Task details — Extend the piece about the past decade's falling dollar, rising gold, market busts and endless wars, starting right after its final sentence.

>> Begin Source document

We're approaching one tenth of the way through this new century and already the world is getting a taste of things to come...

The world's temporary reserve currency, the US dollar, has shed roughly one third of its purchasing power against a basket of major paper competitors this decade. Gold, having begun the millennium in the dumps, has roughly quadrupled against the greenback over that same period. And stocks, after peaking back in 2007, are down about 7% for the same period.

Booms...bubbles...busts of epic proportions...

In short, the era was everything except what Federal Reserve Chairman Ben Bernanke thought it would be: an era of "Great Moderation." In fact, it would be hard to think of a more incorrect way to describe the times we live in.

We carry wars into the new decade, too. There are wars on terror, on unemployment, on the economy and, yes, even on the weather. That's not to mention the carry-over wars from political rally posters of yore; wars on drugs and poverty, wars so poorly-fought, grossly-mishandled and ill-defined that they've become permanent taxes rather than popular election talking points.

>> End Source document
>> Begin Extracted records

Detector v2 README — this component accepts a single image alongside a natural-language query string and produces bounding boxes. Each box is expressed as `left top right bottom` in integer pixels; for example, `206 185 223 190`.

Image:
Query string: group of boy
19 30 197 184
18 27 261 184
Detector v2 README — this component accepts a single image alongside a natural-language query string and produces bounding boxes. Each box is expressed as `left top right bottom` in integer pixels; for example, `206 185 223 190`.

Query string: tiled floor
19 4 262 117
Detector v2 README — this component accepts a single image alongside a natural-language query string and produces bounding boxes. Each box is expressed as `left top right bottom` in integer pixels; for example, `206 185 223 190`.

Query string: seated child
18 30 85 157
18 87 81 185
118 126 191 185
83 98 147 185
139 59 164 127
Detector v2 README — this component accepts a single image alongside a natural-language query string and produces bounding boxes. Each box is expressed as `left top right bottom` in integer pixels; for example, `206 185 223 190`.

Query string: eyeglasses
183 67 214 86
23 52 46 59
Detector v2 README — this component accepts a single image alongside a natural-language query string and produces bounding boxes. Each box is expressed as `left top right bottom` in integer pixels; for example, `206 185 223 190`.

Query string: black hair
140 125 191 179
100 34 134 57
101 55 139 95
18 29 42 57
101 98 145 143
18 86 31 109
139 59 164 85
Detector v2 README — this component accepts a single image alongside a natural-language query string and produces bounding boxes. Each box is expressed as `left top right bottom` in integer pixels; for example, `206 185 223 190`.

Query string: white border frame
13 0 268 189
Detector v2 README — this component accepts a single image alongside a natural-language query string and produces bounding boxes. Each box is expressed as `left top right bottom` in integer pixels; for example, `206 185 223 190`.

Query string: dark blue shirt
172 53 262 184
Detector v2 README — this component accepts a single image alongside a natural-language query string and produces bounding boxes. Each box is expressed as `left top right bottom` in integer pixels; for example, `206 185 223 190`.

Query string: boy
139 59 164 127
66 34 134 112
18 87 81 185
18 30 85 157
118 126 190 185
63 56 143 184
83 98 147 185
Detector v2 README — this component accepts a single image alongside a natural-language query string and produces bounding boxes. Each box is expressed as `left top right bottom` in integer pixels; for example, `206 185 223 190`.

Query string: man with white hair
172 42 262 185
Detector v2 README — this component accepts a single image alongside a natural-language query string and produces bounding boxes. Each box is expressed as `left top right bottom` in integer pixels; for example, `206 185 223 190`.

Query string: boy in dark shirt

>> End Extracted records

Output for this task —
Then there's the war being waged between the forces of inflation and deflation, with the market pulling in one direction and the Feds yanking in the other. And that's where we begin today's musing. In the issue that follows, Dan Amoss, Puru Saxena and Daily Reckoning founder, Bill Bonner, talk us through the epic battle being waged in The War of the 'Flations.

First up, Dan Amoss, editor of the Strategic Short Report, described the scene in yesterday's 5-Minute Forecast...

"Now that fears of a deflationary spiral have waned, a rising Treasury note yield is bearish for stocks. Rising Treasury yields increase mortgage rates and decrease the attractiveness of rate-sensitive stocks like utilities, banks, and REITs.

"A rising trend in Treasury yields is especially dangerous," continued Dan, "when you consider that the biggest threat to the economy in 2010 is the backlog of mortgage foreclosures that have yet to work their way through the system. As these homes work their way through the system, it will be another deflationary shock to the banking system. In this deflationary shock, I doubt we'll see Treasury yields move anywhere near their 2008 lows. Higher Treasury yields will keep pressure on interest rate-sensitive stocks, while the continued deflationary pressures in housing will keep pressure on credit-sensitive stocks.

"All of this adds up to a much more hostile environment for the stock market than we've seen in 2009. With valuations high, long-term interest rates heading up, and credit stress still an issue, the environment for short selling is growing more favorable."

And now, over to Hong Kong where Puru Saxena has a few thoughts...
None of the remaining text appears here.